Um, ackshually, in my film studies courses I took as free electives, the professor pronounced it “leet-motiv.”

Drew Mancini

I did not know that! My bad! Thank you for pointing it out!

Small Beans

Love the pod but guys, please - this is bugging me! The "Leit" in the word Leitmotiv is pronounced the same as the word "light". Lightmotiv. Source: I'm german.

Poseylock Jimmismits

I liked the part when Rose the Hat enters the Overlook, sees the blood elevator, kinda smirks, and just keeps walking sort-of unaffected by it.

Drew Mancini

Sounds like the movie made some beneficial tweaks to the story, I’ll have to check it out one of these days~ One of the things that bugged me about the book was that only one character on the good guys team died, and from old age no less. Don’t get me wrong, it’s refreshing to see horror protagonists use clever strategy and teamwork to come out ahead with flying colors, but without that element of sacrifice and danger, the victory feels too easy. Like beating the final boss with cheat codes enabled.

Mat Brady

Fascinating, thanks for letting us know about the book! We really did like the choices in the movie. I'll get around to reading it eventually.

Small Beans

Yeah, I was not surprised that they got rid of that element in the movie. I didn't really mind it in the book because I wanted Danny to have a happy life, but it didn't feel necessary. The only thing I really liked about it was the callback to Jack being kind of an asshole.

Jennifer B

I actually enjoyed the movie more than the book. The book is good, yes, but the movie makes better choices. One thing the movie leaves out... I mean, it’s there, it alludes to this topic, but it leaves out a lot of the themes about recovery. A lot of the book is dedicated to Dan pontificating about his father’s alcoholism. A lot of the book has sentences and paragraphs describing what it must have been like for Jack Torrence, and how Dan feels about it. The movie does a lot of cinematic equivalencies, and it does a great job at it, but the book really digs down into the recovery themes. Ultimately though, it only serves to enrich the movie. I loved that movie.

______________________________

▶ _DIRECTIONS_:
1/ In the comment thread, which English word is the "Leit" in Leitmotiv said to sound the same as?
2/ Write out the portion of the comment thread starting with "I did not know" and going on through "unaffected by it.".

______________________________

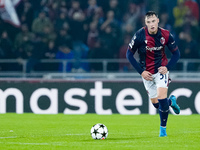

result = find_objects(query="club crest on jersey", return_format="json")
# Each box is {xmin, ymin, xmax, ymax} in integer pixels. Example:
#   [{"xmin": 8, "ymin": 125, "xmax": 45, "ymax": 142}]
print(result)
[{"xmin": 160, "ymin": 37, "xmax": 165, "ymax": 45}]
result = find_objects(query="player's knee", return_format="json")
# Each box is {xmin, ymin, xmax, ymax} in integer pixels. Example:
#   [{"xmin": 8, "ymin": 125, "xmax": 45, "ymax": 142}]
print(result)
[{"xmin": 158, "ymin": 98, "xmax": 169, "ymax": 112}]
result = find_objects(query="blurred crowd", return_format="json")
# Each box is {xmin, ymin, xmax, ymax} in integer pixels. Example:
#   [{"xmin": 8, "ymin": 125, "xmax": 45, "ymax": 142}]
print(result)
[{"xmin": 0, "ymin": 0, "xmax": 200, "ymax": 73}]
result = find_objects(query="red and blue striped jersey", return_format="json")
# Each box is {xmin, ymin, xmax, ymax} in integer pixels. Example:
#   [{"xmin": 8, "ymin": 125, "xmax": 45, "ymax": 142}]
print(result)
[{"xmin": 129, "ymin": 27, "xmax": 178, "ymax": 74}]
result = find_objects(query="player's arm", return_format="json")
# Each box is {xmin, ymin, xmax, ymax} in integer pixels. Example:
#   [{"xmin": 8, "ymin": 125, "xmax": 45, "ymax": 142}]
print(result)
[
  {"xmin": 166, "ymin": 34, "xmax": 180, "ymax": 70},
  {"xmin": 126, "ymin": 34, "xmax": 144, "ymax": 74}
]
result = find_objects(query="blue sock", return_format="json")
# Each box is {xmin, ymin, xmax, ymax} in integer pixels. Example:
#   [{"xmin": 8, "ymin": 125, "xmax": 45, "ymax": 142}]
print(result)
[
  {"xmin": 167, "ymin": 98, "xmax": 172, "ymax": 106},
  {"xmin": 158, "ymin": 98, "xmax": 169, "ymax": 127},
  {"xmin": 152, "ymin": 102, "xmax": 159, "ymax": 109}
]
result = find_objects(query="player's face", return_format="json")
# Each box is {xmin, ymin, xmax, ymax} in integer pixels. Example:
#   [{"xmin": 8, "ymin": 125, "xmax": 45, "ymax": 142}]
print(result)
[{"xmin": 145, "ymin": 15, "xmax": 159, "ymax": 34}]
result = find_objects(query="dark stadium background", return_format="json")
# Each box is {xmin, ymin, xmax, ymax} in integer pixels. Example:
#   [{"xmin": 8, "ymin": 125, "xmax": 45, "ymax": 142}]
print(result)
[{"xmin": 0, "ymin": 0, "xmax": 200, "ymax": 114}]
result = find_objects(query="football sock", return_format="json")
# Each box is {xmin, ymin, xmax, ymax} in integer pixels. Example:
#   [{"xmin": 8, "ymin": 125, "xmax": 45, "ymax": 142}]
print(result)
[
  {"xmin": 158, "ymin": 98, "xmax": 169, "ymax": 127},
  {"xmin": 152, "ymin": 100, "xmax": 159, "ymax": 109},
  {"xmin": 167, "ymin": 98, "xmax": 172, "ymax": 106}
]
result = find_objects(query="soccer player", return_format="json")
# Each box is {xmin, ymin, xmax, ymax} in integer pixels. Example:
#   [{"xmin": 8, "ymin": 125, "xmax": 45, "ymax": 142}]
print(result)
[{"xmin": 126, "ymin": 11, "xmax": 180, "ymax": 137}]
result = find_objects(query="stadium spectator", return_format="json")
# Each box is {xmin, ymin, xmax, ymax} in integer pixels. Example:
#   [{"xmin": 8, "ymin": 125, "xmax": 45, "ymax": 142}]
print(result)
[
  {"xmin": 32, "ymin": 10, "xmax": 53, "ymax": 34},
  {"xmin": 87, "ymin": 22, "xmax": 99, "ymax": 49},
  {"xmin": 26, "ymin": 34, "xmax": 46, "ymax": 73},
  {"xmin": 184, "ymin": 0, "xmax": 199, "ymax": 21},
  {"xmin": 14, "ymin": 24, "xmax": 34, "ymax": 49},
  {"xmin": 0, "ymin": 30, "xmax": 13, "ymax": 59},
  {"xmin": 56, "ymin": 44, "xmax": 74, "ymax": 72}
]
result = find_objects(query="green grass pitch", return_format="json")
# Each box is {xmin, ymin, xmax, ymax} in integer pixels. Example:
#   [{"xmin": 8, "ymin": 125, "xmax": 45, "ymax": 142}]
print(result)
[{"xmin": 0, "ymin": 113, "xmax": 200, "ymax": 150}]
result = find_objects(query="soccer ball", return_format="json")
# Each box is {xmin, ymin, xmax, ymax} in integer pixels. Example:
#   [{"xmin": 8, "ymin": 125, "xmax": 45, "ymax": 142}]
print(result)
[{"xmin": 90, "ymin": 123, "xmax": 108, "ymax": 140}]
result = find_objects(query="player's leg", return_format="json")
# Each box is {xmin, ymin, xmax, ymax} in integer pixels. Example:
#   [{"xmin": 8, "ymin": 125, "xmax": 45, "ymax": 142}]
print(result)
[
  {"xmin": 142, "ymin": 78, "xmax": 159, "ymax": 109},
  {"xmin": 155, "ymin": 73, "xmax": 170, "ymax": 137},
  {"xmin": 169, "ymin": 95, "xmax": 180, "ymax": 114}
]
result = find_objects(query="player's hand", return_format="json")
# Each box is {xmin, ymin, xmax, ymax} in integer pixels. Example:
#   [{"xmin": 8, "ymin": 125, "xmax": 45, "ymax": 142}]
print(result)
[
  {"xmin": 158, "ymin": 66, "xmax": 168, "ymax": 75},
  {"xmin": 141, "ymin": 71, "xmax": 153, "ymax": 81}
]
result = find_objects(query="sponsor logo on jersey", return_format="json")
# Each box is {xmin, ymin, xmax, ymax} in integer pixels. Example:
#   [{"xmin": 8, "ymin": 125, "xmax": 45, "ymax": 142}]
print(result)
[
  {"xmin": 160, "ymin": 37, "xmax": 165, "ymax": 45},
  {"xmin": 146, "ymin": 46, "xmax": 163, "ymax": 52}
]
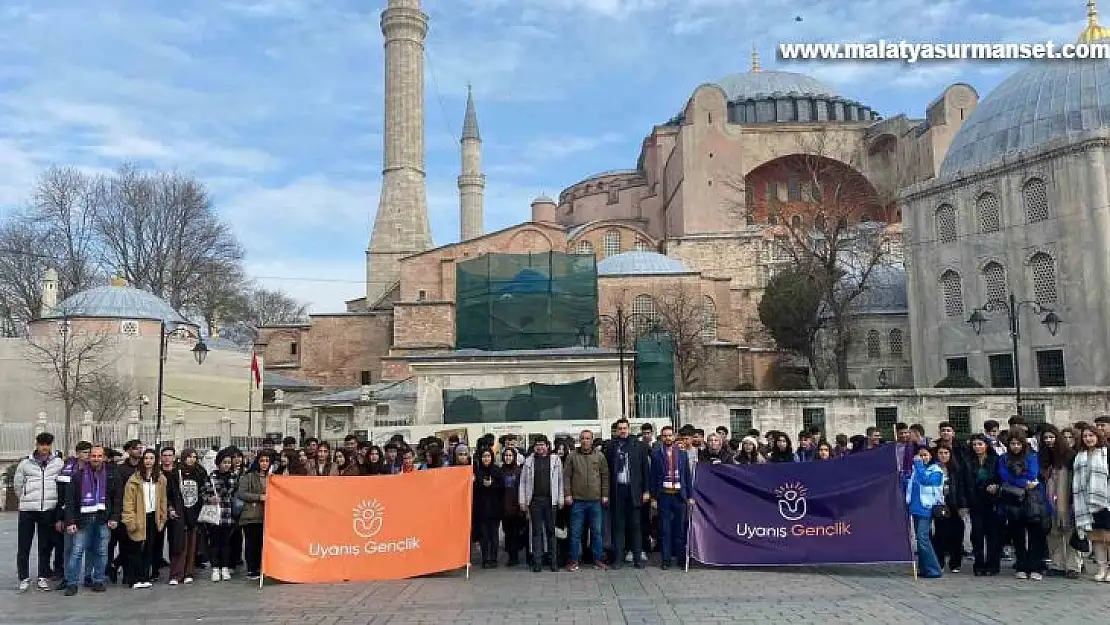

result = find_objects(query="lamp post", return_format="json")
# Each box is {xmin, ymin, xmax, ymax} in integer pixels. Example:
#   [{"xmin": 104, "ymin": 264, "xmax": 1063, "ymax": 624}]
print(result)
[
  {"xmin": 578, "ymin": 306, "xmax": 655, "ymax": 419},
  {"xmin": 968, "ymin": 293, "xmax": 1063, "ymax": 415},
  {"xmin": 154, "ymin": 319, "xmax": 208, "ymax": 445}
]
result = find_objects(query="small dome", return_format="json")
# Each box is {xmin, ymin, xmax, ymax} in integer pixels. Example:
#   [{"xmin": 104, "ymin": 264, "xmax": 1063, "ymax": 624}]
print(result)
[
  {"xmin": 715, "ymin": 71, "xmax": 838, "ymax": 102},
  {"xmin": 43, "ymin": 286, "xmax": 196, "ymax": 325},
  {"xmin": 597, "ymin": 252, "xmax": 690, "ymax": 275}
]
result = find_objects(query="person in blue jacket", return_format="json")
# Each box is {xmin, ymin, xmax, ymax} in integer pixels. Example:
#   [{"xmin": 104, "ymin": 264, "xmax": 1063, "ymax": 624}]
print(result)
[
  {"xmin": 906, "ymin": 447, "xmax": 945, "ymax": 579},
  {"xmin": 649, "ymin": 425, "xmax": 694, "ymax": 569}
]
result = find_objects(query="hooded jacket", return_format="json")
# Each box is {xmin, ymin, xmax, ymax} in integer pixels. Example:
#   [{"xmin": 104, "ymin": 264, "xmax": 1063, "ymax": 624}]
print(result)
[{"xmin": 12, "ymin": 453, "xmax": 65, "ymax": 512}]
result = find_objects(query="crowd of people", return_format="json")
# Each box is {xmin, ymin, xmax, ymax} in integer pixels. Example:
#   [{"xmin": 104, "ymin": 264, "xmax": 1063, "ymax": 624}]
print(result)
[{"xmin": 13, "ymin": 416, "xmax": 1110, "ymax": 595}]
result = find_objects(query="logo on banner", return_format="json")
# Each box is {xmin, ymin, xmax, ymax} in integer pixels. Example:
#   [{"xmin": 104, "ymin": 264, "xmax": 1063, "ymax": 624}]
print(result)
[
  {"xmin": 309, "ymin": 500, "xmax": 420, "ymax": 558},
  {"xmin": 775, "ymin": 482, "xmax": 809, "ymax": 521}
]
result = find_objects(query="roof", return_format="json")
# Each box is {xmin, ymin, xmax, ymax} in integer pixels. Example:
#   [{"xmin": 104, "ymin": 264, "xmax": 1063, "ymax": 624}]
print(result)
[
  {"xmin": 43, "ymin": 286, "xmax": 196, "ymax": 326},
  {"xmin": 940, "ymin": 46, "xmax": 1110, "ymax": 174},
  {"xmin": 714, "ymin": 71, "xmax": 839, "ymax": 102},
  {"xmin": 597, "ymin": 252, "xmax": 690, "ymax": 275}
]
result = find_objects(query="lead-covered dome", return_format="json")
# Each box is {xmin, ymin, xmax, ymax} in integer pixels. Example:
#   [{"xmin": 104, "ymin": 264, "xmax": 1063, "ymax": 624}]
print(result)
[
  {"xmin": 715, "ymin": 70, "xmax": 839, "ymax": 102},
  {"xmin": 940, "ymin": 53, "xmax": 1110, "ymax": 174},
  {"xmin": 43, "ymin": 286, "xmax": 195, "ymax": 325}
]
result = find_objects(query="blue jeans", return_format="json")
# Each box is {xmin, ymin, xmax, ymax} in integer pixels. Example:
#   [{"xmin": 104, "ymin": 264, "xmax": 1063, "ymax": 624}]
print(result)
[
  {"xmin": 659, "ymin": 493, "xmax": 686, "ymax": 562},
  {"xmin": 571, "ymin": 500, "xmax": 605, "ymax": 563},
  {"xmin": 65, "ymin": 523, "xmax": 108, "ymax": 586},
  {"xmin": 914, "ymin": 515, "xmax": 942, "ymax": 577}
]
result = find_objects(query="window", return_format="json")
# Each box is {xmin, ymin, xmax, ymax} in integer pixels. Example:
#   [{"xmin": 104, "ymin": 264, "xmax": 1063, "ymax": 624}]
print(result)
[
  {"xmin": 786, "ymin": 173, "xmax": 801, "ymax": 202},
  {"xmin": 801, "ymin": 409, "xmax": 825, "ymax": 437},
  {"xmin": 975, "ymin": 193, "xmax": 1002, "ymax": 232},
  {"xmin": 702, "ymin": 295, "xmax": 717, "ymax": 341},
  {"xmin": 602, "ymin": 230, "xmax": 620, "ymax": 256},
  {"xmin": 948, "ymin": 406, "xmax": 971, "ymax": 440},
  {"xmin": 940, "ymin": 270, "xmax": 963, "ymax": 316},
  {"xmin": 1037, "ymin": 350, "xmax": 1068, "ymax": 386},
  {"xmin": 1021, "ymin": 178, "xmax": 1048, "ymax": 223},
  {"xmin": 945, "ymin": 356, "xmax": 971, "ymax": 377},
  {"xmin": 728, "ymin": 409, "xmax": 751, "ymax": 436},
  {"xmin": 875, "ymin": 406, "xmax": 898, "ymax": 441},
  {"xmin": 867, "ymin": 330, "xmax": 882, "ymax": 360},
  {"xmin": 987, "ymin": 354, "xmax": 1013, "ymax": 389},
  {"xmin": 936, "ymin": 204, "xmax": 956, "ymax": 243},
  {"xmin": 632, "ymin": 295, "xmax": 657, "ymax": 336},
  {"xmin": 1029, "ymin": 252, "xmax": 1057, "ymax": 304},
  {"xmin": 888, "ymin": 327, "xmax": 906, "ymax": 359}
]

______________________________

▶ _RESULTS_:
1/ The word "light."

2/
I did not know that! My bad! Thank you for pointing it out!

Small Beans

Love the pod but guys, please - this is bugging me! The "Leit" in the word Leitmotiv is pronounced the same as the word "light". Lightmotiv. Source: I'm german.

Poseylock Jimmismits

I liked the part when Rose the Hat enters the Overlook, sees the blood elevator, kinda smirks, and just keeps walking sort-of unaffected by it.